▸ **Extract to read**
The driver has been identified as Michael Butler, 44. He told Harris County deputies the vehicle was on Autopilot, showed no signs of intoxication, and was cooperating with investigators. No charges had been filed as of Sunday.
Surveillance video shows a high-speed run
Surveillance footage shared by Avila Mantilla’s daughter, Jennifer Barbour, and obtained by local outlets shows the Model 3 accelerating down Rose Hollow Lane before striking a curb and plowing through the two-story brick facade. A witness at a nearby party estimated the car was traveling 60 to 70 mph.
“This is the car flying into my home. My mom didn’t deserve this,” Barbour wrote in a post sharing the video.
The home was rendered uninhabitable, and the family — two parents, three young children, and Avila Mantilla — is now in temporary housing. A GoFundMe has been set up.
Investigators say they will pull the vehicle’s event data recorder and onboard logs to determine whether a driver-assistance system was engaged, at what speed, and what inputs the driver made in the seconds before the crash. The driver’s Autopilot claim has not been independently confirmed.
A system already one step from a recall
The federal interest is not happening in a vacuum. In March, NHTSA upgraded its Tesla “Full Self-Driving” investigation to an Engineering Analysis covering roughly 3.2 million vehicles — the last procedural step before the agency can demand a recall. That probe covers 2017-through-2026 Model 3 sedans, the same model involved in the Katy crash.
A separate, still-open NHTSA evaluation covers about 2.88 million Teslas for FSD committing traffic violations like running red lights and crossing into oncoming lanes. Tesla is also under scrutiny for failing to properly report crashes involving Autopilot and FSD.
There’s a naming wrinkle, too. Tesla discontinued “Autopilot” for new vehicles in January 2026 after a California ruling forced it to drop the misleading marketing to avoid a 30-day sales suspension. But millions of existing cars still carry the software, so whether the system was Autopilot or FSD (Supervised) depends on the Model 3’s age. Both are Level 2 systems that require an attentive driver at all times — neither makes a Tesla autonomous.

▸ **Records**
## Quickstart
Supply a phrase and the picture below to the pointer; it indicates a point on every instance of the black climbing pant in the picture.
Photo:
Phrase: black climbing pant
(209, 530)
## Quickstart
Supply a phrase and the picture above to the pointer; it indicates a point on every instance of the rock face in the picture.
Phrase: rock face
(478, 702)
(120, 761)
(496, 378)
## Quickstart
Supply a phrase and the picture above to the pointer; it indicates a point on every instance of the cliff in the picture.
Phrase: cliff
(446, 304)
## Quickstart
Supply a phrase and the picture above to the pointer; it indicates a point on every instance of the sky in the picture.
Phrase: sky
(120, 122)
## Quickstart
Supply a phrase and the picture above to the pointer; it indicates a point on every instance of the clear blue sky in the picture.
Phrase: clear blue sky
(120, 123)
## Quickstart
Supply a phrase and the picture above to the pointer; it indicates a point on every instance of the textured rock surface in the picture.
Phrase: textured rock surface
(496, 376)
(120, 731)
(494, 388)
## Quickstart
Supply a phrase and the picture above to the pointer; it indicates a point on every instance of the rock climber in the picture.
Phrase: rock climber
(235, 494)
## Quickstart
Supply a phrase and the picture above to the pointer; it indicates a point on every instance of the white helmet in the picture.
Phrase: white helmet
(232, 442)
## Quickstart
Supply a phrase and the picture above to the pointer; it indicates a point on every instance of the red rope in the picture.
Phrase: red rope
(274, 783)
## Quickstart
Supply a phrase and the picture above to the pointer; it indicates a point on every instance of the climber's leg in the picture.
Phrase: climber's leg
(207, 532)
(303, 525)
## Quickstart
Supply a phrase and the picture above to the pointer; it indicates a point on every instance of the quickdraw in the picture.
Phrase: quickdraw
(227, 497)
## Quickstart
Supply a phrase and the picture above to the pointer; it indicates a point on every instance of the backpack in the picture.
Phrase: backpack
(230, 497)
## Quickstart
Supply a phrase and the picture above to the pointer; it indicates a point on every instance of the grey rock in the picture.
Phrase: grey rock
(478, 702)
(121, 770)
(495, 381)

▸ **Aim**
Please reproduce the stretch of the Tesla crash article from "The home was" through "the Katy crash.", word for word.

▸ **Full response**
The home was rendered uninhabitable, and the family — two parents, three young children, and Avila Mantilla — is now in temporary housing. A GoFundMe has been set up.
Investigators say they will pull the vehicle’s event data recorder and onboard logs to determine whether a driver-assistance system was engaged, at what speed, and what inputs the driver made in the seconds before the crash. The driver’s Autopilot claim has not been independently confirmed.
A system already one step from a recall
The federal interest is not happening in a vacuum. In March, NHTSA upgraded its Tesla “Full Self-Driving” investigation to an Engineering Analysis covering roughly 3.2 million vehicles — the last procedural step before the agency can demand a recall. That probe covers 2017-through-2026 Model 3 sedans, the same model involved in the Katy crash.